> **What to produce**
In the article on the Kentucky Derby, what banned steroid did Medina Spirit test positive for after the 2021 race?

*** Opening Source text ***

Mo Donegal Might Be the Steed To Watch in the Run for the Roses — But Michael Minogue Is Baffled
The dandy hat-and-Julep crowd will gather at Churchill Downs on May 7 for the 147th Run for the Roses. They all hope it will revive the prestige of a sport that has lately suffered some of its worst scandals.
As the first Saturday in May approaches, my friend Michael Minogue, a horse racing guru, is baffled: Why is it that all television analysts and track announcers say “DON-egal”? Haven’t they ever heard Bing Crosby singing “You’re as welcome as the flowers in May / To dear old Done-GAL”?
Mo Donegal is one of more than 20 entries in horse racing’s biggest event, the Kentucky Derby, held each year on May’s first Saturday. The New York-based 3-year old, a Todd Pletcher trainee currently fetching 10-to-1 odds, is named after an Irish county pronounced with a stress on the last syllable.
The dandy hat-and-Julep crowd will gather at Churchill Downs on May 7 for the 147th Run for the Roses. They all hope that this year’s Derby — the first leg of the Triple Crown — will revive the prestige of a sport that has lately suffered some of its worst scandals.
The 2019 winner, Maximum Security, was disqualified for interference with other horses. The disqualification, following an agonizing 22-minute review, enriched anyone who bet to win on the horse that placed, a 65-to-1 contraption of muscle and sinew named Country House. Yet many others felt cheated out of a winning ticket.
A year later, with Covid raging, the Derby was moved to September from May, awkwardly reshuffling the Triple Crown’s order. The 2020 winner, Authentic, led fans to reconsider his trainer, Bob Baffert.
The white-haired, California-based Mr. Baffert has long had a love-hate relation with racing fans. Many considered him too arrogant to be admired. Yet, with Authentic, Mr. Baffert marked his sixth Derby win, tying for a record. Even his biggest detractors were now forced to take a second look.
Then came last year’s travesty.
In 2021 Mr. Baffert’s Medina Spirit crossed the finish line first. Once the race was over, though, the horse tested positive for betamethasone, a banned steroid, and several months later Mr. Baffert’s record seventh Derby win was voided.
Worse, Medina Spirit in December died of a heart attack during a workout at Santa Anita. Mr. Baffert, who at first denied doping any of his horses, became the most reviled personality in the business. He was soon banned from racing in California, as well as Kentucky, Maryland, and New York, the latter three the states where the triple crown races take place.
“If Baffert is guilty, his legacy is completely ruined and he should lose his license,” a veteran race broadcaster in Britain and Ireland, Paul Alster, says. There, as in the rest of Europe, doping is mostly a thing of the past, he says, adding that testing is so rigorous that “I just can’t imagine anyone doing it.”
Racing was once America’s favorite sport. Laura Hillenbrand’s biography of Seabiscuit details how the horse raised spirits during the Depression years. Damon Runion’s stories about Broadway’s guys and dolls contained endless racing-themed ditties.

*** Closing Source text ***
*** Opening Information supplied ***

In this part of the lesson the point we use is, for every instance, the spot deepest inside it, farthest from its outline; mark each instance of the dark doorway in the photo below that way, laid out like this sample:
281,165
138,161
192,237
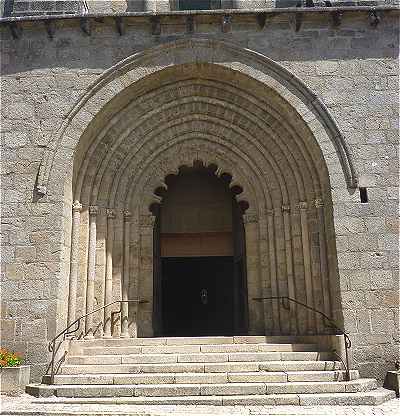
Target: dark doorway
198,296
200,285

*** Closing Information supplied ***
*** Opening Information supplied ***

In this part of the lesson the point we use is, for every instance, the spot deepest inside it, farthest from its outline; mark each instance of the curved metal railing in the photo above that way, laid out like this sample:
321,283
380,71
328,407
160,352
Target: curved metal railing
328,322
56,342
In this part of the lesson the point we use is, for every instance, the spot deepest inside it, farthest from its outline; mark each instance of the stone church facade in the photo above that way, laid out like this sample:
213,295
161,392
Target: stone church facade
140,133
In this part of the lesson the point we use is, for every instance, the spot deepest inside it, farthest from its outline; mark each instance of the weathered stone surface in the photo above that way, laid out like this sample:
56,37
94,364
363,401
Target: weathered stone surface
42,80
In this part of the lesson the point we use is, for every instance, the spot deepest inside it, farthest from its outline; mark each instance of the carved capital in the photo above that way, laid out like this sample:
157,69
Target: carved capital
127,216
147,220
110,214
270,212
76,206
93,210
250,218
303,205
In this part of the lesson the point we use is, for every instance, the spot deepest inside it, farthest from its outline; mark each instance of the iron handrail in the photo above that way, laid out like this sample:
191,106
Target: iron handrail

*** Closing Information supplied ***

> **Completed exercise**
Betamethasone.